*Work instruction:*
What should come back is the data below, word for word, minus any picture.

*Region pointing data:*
-=-=-

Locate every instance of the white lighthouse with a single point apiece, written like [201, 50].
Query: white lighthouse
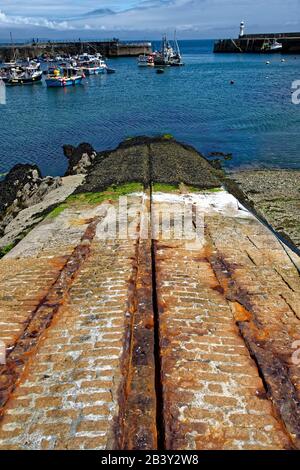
[242, 29]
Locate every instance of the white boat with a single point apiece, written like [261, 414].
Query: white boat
[271, 46]
[143, 61]
[170, 55]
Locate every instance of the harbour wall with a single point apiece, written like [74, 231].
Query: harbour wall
[253, 43]
[113, 48]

-=-=-

*Written answer:*
Locate every instance of the white lighthouse with a single point apiece, written like [201, 50].
Query: white lighthouse
[242, 29]
Locate every instance of the white boat with a single point apiece, written like [261, 414].
Query: white boat
[271, 46]
[143, 61]
[170, 55]
Locate every instance of the harbour wall with a single point apiece, written like [74, 231].
Query: harbour wall
[253, 43]
[113, 48]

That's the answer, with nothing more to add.